Extract every line of the material below that contains the string "instance", counting only matches with the same capitalization.

DATASET ENTRIES:
** START **

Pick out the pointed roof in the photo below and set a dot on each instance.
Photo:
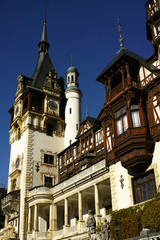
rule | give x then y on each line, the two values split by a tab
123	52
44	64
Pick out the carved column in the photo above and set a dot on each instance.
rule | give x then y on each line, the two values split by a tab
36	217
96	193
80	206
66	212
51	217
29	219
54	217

** END **
** START **

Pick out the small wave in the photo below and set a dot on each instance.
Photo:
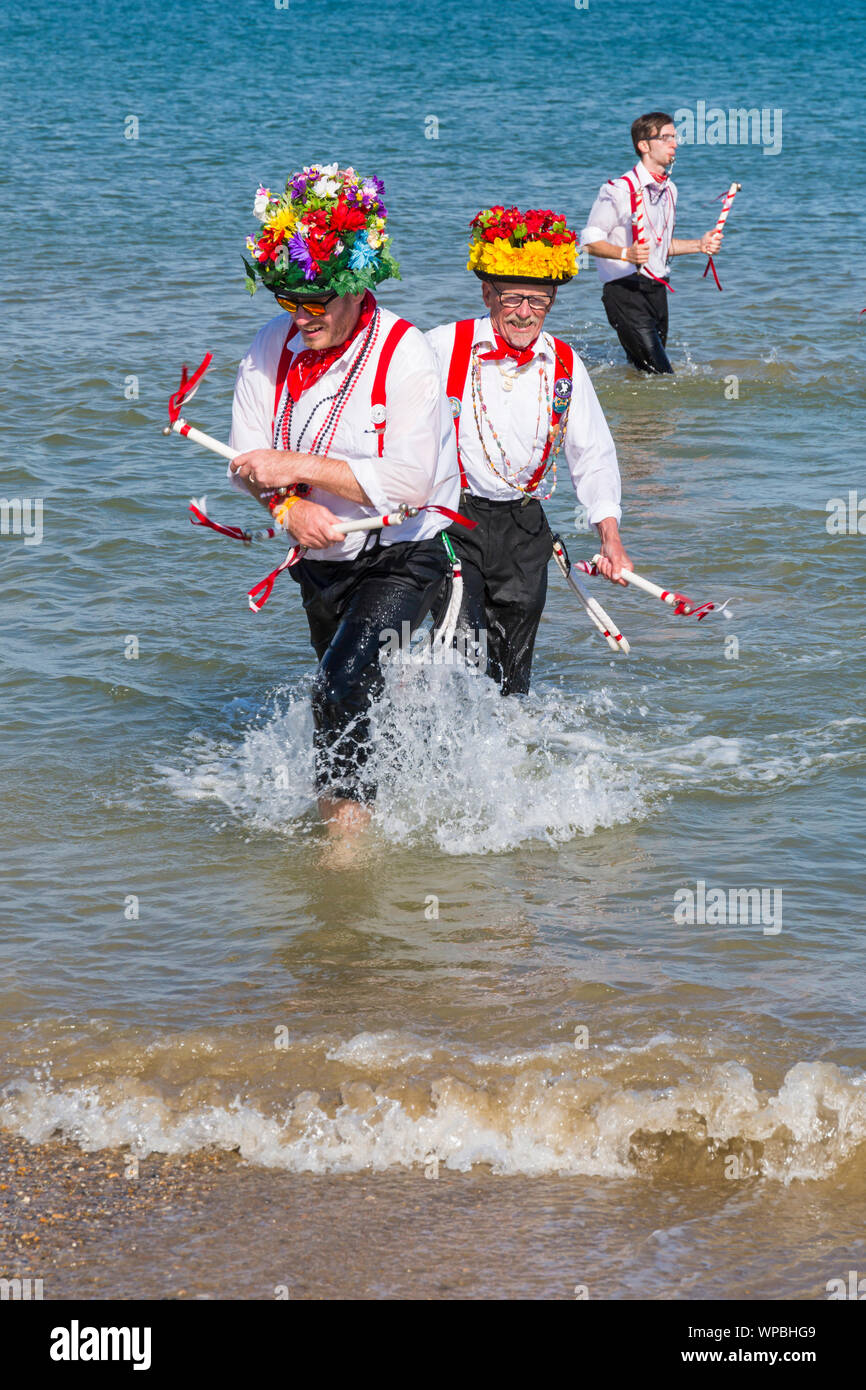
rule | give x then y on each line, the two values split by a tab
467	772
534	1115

** END **
** START **

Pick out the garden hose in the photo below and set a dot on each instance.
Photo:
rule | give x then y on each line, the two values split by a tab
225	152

** END **

RIGHT ANSWER:
Pick out the pointed roof in the photo below and set a dot on each instance.
Pick out the carved column in the photo above and set a dot on each instance.
Pick out the small wave in the photo below and set a dot on each instance.
Pick out the garden hose in the photo below and set a dot on each instance.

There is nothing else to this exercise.